■ **Given passage**:

━━━━━━━━━━━━━━━━

Hillside walk, 05 April 2016

The luxurious green of spring growth is waning. The grass is drying our and shortly we can expect nasty grass seed that make walking less pleasant. Dry, warm to hot weather has arrived — it's 88F this afternoon.

The great peak of flowering species during the past few weeks was like an overlap of early spring and mid spring flowers. Now some of the early spring flowers are entirely gone and the species count is declining. Some that are finished include holly leaf cherry (Prunus ilicifolia ssp. ilicifolia), lemonadeberry (Rhus integrifolia), common fiddleneck (Amsinkia intermedia), and death camas (Toxicoscordion sp.)

Some species continue at their peak of bloom, including morning glory (Calystegia sp.), California suncup (Camissoniopsis bistorta), blue dicks (Dichelostemma capitatum ssp. capitatum), common eucrypta (Eucrypta chrysanthemifolia), and California primrose (Eulobus californicus).

━━━━━━━━━━━━━━━━

Write the next part of the hillside walk entry, starting after its sentence listing species still at peak bloom. The rows come from a separate source and have no connection to the hillside walk entry.

■ **Stored dataset items**:
━━━━━━━━━━━━━━━━

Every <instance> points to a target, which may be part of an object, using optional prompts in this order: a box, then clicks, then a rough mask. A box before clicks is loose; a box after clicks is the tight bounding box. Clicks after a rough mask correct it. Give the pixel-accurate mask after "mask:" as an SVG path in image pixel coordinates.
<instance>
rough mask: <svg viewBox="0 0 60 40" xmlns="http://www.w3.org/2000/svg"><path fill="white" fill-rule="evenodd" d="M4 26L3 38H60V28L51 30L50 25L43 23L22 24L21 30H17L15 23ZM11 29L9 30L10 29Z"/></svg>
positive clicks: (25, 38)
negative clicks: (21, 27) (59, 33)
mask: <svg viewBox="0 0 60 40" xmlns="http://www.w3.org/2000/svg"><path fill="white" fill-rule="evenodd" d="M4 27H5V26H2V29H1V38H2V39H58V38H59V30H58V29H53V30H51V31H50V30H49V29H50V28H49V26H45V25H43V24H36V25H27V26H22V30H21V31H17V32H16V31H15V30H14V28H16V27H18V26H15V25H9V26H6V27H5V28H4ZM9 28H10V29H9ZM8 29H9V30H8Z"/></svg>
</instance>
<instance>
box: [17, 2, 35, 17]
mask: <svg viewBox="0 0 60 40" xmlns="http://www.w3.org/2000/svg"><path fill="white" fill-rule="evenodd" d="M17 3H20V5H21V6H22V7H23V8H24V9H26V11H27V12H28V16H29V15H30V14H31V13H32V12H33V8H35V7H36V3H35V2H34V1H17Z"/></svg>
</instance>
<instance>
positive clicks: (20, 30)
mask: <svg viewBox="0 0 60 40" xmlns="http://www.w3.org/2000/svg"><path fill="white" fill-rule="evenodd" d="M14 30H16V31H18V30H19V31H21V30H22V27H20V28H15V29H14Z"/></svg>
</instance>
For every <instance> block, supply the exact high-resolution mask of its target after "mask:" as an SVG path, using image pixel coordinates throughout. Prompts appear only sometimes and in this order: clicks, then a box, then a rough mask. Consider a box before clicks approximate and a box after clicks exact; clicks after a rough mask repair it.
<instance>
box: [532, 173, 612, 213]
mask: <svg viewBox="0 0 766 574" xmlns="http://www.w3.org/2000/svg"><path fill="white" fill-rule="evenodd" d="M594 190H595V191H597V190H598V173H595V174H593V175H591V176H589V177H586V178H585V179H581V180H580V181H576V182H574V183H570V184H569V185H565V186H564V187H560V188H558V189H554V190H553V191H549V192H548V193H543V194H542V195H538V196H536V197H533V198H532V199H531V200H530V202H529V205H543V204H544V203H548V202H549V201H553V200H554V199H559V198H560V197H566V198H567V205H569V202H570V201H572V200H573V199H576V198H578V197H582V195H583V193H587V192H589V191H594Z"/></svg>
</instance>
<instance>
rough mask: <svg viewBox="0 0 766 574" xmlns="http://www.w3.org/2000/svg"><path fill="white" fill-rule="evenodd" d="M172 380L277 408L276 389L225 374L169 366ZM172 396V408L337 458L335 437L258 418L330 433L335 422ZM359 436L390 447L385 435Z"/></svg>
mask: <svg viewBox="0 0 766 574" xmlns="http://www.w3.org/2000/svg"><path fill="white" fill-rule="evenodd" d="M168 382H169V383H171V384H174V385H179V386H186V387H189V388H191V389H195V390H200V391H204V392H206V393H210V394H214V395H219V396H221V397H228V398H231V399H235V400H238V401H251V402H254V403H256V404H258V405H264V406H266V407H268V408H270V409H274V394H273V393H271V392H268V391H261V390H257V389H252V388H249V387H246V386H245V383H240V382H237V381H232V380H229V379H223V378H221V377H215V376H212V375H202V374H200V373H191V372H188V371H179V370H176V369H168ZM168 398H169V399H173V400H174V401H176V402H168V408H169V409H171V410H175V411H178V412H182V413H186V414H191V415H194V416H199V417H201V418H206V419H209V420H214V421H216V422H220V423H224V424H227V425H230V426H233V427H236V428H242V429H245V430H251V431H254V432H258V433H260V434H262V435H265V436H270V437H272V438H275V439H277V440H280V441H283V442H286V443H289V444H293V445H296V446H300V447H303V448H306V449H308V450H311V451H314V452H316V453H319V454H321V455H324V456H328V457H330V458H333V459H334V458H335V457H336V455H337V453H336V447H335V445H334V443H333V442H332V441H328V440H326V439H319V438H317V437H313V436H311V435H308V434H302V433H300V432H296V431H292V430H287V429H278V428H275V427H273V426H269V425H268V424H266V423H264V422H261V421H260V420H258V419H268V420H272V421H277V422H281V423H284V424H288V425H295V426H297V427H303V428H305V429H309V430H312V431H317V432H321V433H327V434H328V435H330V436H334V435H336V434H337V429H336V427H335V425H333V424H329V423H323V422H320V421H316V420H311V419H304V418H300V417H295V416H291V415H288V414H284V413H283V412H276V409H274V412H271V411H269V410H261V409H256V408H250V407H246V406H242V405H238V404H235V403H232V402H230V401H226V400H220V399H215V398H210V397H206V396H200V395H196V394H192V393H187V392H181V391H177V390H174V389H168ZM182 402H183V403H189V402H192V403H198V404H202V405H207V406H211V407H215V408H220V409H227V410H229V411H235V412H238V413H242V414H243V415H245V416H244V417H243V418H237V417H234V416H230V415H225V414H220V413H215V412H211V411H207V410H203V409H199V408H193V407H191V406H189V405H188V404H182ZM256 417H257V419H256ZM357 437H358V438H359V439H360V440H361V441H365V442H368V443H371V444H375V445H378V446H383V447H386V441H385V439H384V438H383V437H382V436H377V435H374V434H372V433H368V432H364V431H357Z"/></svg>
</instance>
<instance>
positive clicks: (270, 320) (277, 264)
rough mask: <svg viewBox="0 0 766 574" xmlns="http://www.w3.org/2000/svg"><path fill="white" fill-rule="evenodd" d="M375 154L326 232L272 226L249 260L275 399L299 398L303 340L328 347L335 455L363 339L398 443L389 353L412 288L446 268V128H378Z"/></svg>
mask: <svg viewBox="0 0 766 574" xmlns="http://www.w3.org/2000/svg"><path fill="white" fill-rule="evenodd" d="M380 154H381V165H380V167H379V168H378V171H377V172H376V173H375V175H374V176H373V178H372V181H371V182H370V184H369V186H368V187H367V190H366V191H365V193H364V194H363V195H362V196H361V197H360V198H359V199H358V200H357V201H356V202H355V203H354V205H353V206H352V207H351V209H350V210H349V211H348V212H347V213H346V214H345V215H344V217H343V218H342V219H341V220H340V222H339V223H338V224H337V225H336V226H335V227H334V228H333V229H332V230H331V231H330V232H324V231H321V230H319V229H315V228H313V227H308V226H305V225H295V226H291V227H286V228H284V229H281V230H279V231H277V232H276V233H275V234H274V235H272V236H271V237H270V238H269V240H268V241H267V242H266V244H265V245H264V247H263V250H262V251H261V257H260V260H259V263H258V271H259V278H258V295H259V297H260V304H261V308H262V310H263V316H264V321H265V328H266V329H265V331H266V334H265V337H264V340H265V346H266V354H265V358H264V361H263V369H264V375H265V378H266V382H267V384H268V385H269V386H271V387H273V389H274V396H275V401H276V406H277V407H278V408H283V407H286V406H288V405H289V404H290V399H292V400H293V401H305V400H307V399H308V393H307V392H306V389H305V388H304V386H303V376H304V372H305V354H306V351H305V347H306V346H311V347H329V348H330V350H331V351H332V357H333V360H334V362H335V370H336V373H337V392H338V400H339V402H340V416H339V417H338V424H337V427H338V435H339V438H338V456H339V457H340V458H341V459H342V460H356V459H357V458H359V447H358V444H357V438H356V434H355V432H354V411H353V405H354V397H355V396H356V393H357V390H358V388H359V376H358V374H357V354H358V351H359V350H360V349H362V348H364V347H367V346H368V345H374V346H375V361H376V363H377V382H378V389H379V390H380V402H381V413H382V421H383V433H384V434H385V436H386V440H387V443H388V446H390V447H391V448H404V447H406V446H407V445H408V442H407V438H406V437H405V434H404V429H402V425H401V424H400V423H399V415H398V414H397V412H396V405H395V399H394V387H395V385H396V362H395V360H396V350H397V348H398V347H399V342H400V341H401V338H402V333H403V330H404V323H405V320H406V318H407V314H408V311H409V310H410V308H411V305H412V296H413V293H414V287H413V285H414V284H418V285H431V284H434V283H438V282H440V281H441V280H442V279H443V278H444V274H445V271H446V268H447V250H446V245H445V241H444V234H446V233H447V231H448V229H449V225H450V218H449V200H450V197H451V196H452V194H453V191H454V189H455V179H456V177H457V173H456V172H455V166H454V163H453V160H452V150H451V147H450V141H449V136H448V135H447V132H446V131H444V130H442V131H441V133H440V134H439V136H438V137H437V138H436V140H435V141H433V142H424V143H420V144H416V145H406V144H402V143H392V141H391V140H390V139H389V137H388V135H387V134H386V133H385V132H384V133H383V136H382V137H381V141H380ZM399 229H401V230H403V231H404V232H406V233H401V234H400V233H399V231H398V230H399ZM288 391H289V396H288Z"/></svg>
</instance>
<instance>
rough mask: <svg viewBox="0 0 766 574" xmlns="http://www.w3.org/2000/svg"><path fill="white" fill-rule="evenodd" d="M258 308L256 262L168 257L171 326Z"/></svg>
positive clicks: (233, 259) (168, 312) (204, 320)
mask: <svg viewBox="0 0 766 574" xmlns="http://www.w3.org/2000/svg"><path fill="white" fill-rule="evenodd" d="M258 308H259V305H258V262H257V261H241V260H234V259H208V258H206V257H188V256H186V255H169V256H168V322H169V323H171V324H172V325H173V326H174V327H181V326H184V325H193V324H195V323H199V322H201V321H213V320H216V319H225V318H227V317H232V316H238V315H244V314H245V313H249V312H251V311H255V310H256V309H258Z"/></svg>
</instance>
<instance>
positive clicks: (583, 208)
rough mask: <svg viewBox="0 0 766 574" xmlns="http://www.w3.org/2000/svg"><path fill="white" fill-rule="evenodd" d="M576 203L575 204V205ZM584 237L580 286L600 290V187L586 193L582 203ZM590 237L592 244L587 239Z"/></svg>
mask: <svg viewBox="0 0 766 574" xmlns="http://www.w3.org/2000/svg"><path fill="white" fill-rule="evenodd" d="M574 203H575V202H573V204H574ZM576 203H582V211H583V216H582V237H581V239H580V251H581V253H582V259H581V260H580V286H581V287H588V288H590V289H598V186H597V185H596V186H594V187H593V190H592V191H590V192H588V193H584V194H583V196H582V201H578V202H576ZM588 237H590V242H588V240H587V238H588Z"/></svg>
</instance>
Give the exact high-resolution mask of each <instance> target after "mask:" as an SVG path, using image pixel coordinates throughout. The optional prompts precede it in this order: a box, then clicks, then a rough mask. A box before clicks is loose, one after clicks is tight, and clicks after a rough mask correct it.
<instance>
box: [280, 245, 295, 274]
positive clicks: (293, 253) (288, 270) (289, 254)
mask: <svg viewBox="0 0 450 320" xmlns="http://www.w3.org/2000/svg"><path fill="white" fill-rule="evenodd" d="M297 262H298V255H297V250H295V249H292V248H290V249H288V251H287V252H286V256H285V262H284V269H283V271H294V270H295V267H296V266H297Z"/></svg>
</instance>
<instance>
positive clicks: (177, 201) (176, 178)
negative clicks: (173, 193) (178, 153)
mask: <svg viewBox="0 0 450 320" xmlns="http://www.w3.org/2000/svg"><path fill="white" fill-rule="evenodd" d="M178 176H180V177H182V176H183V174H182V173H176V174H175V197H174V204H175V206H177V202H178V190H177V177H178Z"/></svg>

━━━━━━━━━━━━━━━━

■ **Response to the exercise**:
Some of the big flower displays have gone, notably the four o'clock (Mirabilis laevis var. crassifolia), where blooms persist only on a few plants in protected locations. Even the Canterbury bells (Phacelia minor), which remain widespread, especially on the north hillside, are looking distinctly paler and worn out by the sun. The strigose luotus (Acmispon strigosus) on the mid north hillside is much reduced in numbers.

Newly at a peak this week is the cobweb thistle (Cirsium occidentale var. occidentale). The common muila (Muila maritima) continues blooming on the mid north hillside, with two plants nicely in bloom this week.

This week's hopeful was a sunflower on the south hillside, which had a well formed bud in the previous two weeks. Alas, this week the flower has been eaten.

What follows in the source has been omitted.